◆ Source passage ◆
Re: [ccp4bb] Processing compressed diffraction images?

2010-05-06 Thread Ian Tickle
Hi Tim thanks for that, sorry yes I missed that page.  But I'm still
not clear: is it uncompressing to disk or is it doing it in memory?  I
assume the latter: if the former then obviously nothing is gained.
You're right about the compression factor, it's more like a factor of
2 or 3, I should have looked at the image in question as the one I
picked had no spots!

Cheers

-- Iam

On Thu, May 6, 2010 at 12:54 PM, Tim Gruene t...@shelx.uni-ac.gwdg.de wrote:
 Entering xds gzip at www.ixquick.com came up with
 http://www.mpimf-heidelberg.mpg.de/~kabsch/xds/html_doc/xds_parameters.html:

 To save space it is allowed to compress the images by using the UNIX 
 compress,
 gzip, or bzip2 routines. On data processing XDS will automatically recognize 
 and
 expand the compressed images files. The file name extensions (.Z, .z, .gz, 
 bz2)
 due to the compression routines should not be included in the generic file 
 name
 template. 

 I thought to remember that mosflm also supports gzipped images but didn't 
 find a
 reference within 2 minutes.

 I'm surprised to hear that you get such a high compression rate with mccd
 images.

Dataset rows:
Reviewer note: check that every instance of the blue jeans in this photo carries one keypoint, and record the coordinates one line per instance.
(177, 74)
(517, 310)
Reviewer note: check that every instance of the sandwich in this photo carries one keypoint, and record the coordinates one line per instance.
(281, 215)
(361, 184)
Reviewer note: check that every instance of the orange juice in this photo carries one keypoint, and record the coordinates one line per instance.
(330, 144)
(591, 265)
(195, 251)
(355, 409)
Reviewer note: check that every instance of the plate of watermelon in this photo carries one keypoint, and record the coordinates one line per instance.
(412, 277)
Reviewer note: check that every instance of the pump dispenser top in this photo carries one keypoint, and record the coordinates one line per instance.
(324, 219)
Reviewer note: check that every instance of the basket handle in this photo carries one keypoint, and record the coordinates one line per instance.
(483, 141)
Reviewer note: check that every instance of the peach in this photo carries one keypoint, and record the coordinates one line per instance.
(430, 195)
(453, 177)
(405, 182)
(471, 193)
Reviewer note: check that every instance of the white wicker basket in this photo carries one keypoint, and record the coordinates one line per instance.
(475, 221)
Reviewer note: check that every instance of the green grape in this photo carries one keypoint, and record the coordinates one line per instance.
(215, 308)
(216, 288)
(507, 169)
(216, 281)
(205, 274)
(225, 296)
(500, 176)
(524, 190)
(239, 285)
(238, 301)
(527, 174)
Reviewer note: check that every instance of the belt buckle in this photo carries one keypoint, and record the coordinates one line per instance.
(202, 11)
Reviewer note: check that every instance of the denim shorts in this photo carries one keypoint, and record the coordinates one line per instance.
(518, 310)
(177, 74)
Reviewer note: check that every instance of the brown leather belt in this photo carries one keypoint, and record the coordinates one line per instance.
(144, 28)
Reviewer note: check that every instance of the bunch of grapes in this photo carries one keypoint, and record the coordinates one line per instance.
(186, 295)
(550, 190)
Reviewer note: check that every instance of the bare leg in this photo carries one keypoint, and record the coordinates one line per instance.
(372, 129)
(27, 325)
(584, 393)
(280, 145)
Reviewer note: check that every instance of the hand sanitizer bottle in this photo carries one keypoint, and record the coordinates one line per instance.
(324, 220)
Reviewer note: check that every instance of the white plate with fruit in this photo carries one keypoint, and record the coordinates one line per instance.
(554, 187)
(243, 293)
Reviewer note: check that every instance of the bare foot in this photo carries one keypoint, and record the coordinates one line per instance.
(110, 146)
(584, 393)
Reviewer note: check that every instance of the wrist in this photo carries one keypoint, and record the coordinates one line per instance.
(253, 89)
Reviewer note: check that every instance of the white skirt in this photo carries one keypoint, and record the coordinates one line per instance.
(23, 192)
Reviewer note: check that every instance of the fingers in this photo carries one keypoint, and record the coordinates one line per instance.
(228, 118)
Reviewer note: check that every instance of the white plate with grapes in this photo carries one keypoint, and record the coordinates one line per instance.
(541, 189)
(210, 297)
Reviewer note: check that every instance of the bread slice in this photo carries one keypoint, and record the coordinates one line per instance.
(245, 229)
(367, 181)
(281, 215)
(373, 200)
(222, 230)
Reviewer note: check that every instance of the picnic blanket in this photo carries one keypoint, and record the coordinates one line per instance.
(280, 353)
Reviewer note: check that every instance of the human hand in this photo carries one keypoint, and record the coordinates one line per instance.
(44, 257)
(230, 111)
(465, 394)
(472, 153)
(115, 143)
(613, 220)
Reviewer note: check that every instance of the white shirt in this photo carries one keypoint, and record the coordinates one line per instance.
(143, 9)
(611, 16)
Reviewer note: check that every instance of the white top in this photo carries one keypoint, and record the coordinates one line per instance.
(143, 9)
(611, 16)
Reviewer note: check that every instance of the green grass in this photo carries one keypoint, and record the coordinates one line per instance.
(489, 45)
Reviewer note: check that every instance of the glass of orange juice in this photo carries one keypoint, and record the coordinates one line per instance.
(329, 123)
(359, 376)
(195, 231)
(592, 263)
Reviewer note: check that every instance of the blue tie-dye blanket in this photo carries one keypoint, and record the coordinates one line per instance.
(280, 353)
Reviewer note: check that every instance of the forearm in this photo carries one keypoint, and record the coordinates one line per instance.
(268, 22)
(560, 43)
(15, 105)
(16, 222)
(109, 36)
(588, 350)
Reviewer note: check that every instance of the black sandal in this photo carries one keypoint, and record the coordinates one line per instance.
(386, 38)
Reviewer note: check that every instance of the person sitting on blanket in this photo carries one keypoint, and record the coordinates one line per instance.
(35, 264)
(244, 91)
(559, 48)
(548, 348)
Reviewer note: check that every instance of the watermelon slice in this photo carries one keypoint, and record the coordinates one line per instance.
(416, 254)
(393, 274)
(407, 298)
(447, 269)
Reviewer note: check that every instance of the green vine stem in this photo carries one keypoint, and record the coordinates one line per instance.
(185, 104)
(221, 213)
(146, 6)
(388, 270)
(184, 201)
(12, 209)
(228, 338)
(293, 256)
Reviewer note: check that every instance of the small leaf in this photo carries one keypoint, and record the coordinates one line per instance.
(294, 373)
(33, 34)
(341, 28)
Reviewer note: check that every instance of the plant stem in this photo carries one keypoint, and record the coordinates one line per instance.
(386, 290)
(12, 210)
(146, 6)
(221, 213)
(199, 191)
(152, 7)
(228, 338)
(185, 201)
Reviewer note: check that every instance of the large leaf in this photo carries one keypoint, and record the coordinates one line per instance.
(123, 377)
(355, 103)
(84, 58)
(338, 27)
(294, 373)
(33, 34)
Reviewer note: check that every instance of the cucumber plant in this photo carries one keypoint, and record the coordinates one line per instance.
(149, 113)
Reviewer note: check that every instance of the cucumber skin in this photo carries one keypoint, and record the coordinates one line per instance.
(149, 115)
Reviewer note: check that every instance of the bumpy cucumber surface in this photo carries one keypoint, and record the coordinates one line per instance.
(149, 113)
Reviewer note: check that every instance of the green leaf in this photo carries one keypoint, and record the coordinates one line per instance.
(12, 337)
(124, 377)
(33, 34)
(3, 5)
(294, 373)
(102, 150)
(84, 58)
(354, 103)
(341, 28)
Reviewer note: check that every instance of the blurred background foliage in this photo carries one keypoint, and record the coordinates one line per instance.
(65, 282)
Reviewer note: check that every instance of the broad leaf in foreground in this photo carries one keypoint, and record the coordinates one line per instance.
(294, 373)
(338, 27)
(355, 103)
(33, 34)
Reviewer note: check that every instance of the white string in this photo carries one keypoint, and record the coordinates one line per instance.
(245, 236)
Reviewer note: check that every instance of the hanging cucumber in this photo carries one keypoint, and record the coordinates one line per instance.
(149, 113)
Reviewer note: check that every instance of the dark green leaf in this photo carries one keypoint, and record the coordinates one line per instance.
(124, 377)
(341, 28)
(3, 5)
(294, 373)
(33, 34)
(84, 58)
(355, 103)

◆ Problems ◆
A – According to the forum thread, which routines may be used to compress images that XDS will expand automatically?
B – Find each line in the listing that contains the word "leaf", and copy those lines.
The listing is unrelated to the forum thread.

◆ Per-task answers ◆
A – The UNIX compress, gzip, or bzip2 routines.

B –
Reviewer note: check that every instance of the small leaf in this photo carries one keypoint, and record the coordinates one line per instance.
Reviewer note: check that every instance of the large leaf in this photo carries one keypoint, and record the coordinates one line per instance.
Reviewer note: check that every instance of the green leaf in this photo carries one keypoint, and record the coordinates one line per instance.
Reviewer note: check that every instance of the broad leaf in foreground in this photo carries one keypoint, and record the coordinates one line per instance.
Reviewer note: check that every instance of the dark green leaf in this photo carries one keypoint, and record the coordinates one line per instance.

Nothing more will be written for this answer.